Segmentation data:

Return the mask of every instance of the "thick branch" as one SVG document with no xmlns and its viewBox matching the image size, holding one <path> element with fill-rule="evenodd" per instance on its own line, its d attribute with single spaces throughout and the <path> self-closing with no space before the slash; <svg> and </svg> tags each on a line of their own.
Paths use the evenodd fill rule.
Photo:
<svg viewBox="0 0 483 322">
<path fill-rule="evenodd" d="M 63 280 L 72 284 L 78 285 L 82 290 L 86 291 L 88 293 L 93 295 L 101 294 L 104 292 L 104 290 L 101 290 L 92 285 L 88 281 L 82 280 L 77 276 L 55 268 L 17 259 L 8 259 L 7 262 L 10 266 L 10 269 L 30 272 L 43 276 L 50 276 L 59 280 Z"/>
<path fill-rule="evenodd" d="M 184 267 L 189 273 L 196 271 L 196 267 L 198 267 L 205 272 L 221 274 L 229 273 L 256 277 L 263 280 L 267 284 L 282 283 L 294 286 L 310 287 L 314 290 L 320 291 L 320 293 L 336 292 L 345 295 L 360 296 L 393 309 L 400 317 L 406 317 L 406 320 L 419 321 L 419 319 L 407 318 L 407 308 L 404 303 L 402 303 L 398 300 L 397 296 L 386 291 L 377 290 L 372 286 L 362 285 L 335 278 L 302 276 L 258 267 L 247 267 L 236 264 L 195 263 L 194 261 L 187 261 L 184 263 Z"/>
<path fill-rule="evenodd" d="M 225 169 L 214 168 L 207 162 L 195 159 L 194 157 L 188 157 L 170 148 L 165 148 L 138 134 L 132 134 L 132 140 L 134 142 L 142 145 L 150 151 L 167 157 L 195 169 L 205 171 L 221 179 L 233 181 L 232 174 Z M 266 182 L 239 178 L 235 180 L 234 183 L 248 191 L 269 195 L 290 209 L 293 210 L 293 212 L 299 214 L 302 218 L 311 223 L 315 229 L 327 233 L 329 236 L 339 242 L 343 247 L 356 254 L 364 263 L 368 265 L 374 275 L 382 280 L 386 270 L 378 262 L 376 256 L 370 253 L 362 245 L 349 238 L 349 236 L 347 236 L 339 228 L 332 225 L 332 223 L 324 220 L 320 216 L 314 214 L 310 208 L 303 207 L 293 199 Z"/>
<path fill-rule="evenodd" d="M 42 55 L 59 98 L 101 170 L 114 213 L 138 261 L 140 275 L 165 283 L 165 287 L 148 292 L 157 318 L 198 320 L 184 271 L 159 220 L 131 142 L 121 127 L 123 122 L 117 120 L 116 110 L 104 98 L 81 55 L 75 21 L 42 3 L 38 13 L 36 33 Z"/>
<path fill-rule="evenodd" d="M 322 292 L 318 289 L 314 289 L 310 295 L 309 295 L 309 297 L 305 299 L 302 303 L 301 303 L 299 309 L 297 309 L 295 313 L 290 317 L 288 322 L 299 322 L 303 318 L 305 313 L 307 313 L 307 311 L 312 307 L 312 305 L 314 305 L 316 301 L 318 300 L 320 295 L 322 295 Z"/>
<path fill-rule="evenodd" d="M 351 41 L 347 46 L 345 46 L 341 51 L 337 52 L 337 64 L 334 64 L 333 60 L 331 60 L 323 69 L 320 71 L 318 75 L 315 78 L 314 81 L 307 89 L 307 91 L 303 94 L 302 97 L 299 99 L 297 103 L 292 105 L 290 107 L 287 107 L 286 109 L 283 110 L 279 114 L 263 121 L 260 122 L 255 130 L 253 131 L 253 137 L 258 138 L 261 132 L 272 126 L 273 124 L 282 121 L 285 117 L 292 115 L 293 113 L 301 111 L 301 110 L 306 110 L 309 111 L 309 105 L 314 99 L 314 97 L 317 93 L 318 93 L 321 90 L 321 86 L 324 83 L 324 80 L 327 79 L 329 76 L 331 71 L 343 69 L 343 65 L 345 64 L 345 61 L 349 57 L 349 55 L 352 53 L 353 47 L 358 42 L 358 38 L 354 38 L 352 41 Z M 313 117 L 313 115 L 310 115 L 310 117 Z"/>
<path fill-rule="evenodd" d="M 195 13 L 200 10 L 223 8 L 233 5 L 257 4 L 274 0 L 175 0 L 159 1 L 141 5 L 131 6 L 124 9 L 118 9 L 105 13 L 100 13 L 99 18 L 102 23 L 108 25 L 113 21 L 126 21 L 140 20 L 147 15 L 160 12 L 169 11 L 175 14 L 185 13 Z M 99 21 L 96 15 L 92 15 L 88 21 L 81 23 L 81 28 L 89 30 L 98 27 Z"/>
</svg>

THE REQUEST: Copy the entries word for word from the very first line through the line containing "59 98 L 101".

RESPONSE BELOW:
Return the mask of every instance of the "thick branch" as one SVG document with no xmlns and its viewBox matching the image size, holding one <path> element with fill-rule="evenodd" per instance on its own line, its d attribute with single spaces throughout and the <path> self-closing with no space before the slash; <svg> and </svg> tags each on a line of their own.
Paths use the evenodd fill rule.
Photo:
<svg viewBox="0 0 483 322">
<path fill-rule="evenodd" d="M 63 280 L 72 284 L 78 285 L 82 290 L 86 291 L 88 293 L 93 295 L 101 294 L 104 292 L 104 290 L 101 290 L 92 285 L 88 281 L 82 280 L 77 276 L 55 268 L 17 259 L 8 259 L 7 262 L 10 266 L 10 269 L 30 272 L 43 276 L 50 276 L 59 280 Z"/>
<path fill-rule="evenodd" d="M 184 267 L 189 273 L 196 271 L 196 267 L 198 267 L 205 272 L 221 274 L 229 273 L 256 277 L 263 280 L 267 284 L 282 283 L 294 286 L 310 287 L 314 290 L 320 291 L 320 293 L 336 292 L 345 295 L 360 296 L 393 309 L 400 317 L 406 317 L 406 320 L 419 321 L 419 319 L 407 318 L 407 308 L 404 303 L 402 303 L 398 300 L 397 296 L 386 291 L 377 290 L 372 286 L 362 285 L 335 278 L 302 276 L 258 267 L 247 267 L 236 264 L 195 263 L 194 261 L 187 261 L 184 263 Z"/>
<path fill-rule="evenodd" d="M 225 169 L 214 168 L 207 162 L 195 159 L 194 157 L 188 157 L 170 148 L 165 148 L 138 134 L 132 134 L 132 140 L 134 142 L 142 145 L 150 151 L 167 157 L 195 169 L 205 171 L 221 179 L 233 181 L 232 174 Z M 266 182 L 239 178 L 235 180 L 234 183 L 248 191 L 269 195 L 290 209 L 293 210 L 293 212 L 299 214 L 302 218 L 311 223 L 315 229 L 327 233 L 329 236 L 339 242 L 343 247 L 356 254 L 364 263 L 368 265 L 374 275 L 382 280 L 386 270 L 378 262 L 376 256 L 370 253 L 362 245 L 349 238 L 349 236 L 347 236 L 339 228 L 332 225 L 332 223 L 324 220 L 320 216 L 314 214 L 310 208 L 303 207 L 293 199 Z"/>
<path fill-rule="evenodd" d="M 42 55 L 59 98 L 101 170 L 114 213 L 138 261 L 140 275 L 165 283 L 165 287 L 148 292 L 157 318 L 198 320 L 184 271 L 159 220 L 131 142 L 121 127 L 123 122 L 117 120 L 116 110 L 104 98 L 81 55 L 75 21 L 42 3 L 38 13 L 36 33 Z"/>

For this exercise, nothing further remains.